* Texto apresentado
□ □ □ □ □ □ □

05/08/2008

ATUALIDADES - Como melhorar a educação? A lição dos rankings educacionais

A maioria das escolas ficou congelada desde o século XIX. Até hoje elas aplicam conceitos idênticos aos daqueles colégios concebidos para tornar as pessoas compatíveis com a era industrial. Um de seus pilares é a divisão do conhecimento por áreas estanques e incomunicáveis. O outro é o treinamento para a execução de tarefas repetitivas. Enquanto focam demais em idéias do passado, as escolas deixam de mirar em uma questão-chave e bem mais atual: o fundamental é que as pessoas aprendam a aplicar esse conhecimento em novas e avançadas áreas – e que não apenas o tenham armazenado. (Andreas Schleicher, físico alemão, responsável há oito anos pelo PISA, em entrevista a revista Veja)

Schleicher tem condições de afirmar que as escolas, em sua maioria, estão congeladas desde o século XIX. Acompanhando a evolução do ensino mundial a partir dos dados coletados pela OCDE (Organização para a Cooperação e Desenvolvimento Econômico), como coordenador geral do PISA (Programa Internacional de Avaliação de Estudantes), o físico alemão está atualizadíssimo quanto as informações dos 57 países que participam destas provas e mais, está indo além disso, já tendo visitado mais de 100 países para visitar escolas e conversar com autoridades e responsáveis pela educação.

E o que afirma esse especialista quanto aos estudantes que estão sendo formado pelas escolas brasileiras? De acordo com Schleicher, as provas aplicadas pela OCDE demonstram que os estudantes brasileiros “demonstram certa habilidade para decorar matéria, mas se paralisam quando precisam estabelecer qualquer relação entre o que aprenderam na sala de aula e o mundo real”.

Somente essa afirmação já é bastante sintomática e grave para que atentemos muito para ela. O “decorar matéria” ainda prevalece e, a sua permanência como pedra angular de estruturação e funcionamento do sistema educacional brasileiro é o primeiro sinal do grande atraso que estamos vivendo. Os alunos apenas memorizam informações para que tarefas imediatas, relacionadas a sua sobrevivência nos cursos que estão fazendo, lhes garantam o sucesso necessário a tal circunstância. Na prática significa dizer que sabem o conteúdo para fazer algumas tarefas, trabalhos e, principalmente, avaliações. Depois disso, sem ver qualquer valor ou utilidade prática nestes conhecimentos para suas vidas, os descartam...

Não conseguem, como o próprio Schleicher diz, “estabelecer qualquer relação entre o que aprenderam na sala de aula e o mundo real”... E a falta de conectividade entre aqueles saberes e a vida extra-escolar, praticamente condena a escola, aos olhos de seus alunos, a ser um ambiente cada vez menos interessante e necessário. Não são poucos aqueles que estão nas salas de aula apenas para conseguir os diplomas e históricos escolares, requisitados para obter empregos, sem entender que há muito mais na educação do que documentos que dão acesso as benesses do mundo real...

□ □ □ □ □ □ □

* Dados extraídos
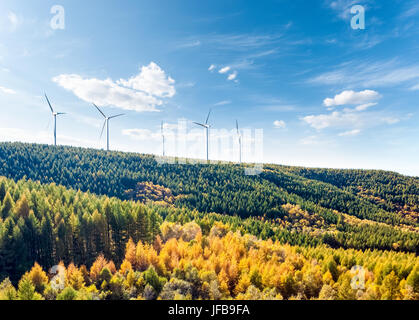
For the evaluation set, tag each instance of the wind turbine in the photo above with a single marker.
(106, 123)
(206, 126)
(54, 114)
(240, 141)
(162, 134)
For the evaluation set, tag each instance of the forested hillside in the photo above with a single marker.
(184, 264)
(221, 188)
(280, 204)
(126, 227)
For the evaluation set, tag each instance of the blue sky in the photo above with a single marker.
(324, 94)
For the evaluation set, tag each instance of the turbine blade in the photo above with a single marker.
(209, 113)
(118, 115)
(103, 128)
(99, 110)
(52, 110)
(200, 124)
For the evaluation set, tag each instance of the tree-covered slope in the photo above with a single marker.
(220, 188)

□ □ □ □ □ □ □

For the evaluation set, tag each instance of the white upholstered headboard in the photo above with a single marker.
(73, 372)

□ □ □ □ □ □ □

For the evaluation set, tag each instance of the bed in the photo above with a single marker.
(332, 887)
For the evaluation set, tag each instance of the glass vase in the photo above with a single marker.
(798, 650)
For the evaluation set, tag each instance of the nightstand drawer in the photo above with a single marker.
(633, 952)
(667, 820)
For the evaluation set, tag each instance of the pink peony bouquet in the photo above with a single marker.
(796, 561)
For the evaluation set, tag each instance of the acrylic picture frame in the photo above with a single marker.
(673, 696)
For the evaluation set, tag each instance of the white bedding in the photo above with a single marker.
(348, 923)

□ □ □ □ □ □ □

* Complete o seguinte
1. Segundo o texto sobre os rankings educacionais, quantos países participam das provas do PISA?
2. Prossiga o texto sobre os rankings educacionais a partir da última frase apresentada.

* Resultados das tarefas
1. Participam 57 países.

2.
“Em um momento em que se valoriza a capacidade de análise e síntese, os brasileiros são ensinados na escola a reproduzir conteúdos quilométricos sem muita utilidade prática”, prossegue o físico alemão que coordena o PISA. Suas palavras sintetizam justamente aquilo que mais parece faltar na educação brasileira, ou seja, o trabalho educacional que emancipa o aluno, tornando-o capaz de pensar por si próprio, articulando suas próprias idéias a partir do uso das ferramentas que lhes são concedidas pelas escolas, pautadas no conhecimento formal, de bases científicas.



Mas como fazer com que isso se torne realidade? Afinal de contas, os índices e rankings nacionais e internacionais estão escancarando a realidade da educação nacional e ainda assim continuamos sem saber ao certo o que pode e deve ser feito para efetivamente melhorar nossas escolas.

Estive há alguns dias envolvido com palestras para professores de duas diferentes redes municipais de ensino do interior do estado de São Paulo. Abordei temas tão distintos quanto a criatividade em sala de aula, o cinema na escola e o uso dos blogs em educação. Apesar de diferentes, os temas tinham em comum o interesse e a disposição de apresentar para os educadores alguns elementos fundamentais rumo a uma educação de melhor qualidade.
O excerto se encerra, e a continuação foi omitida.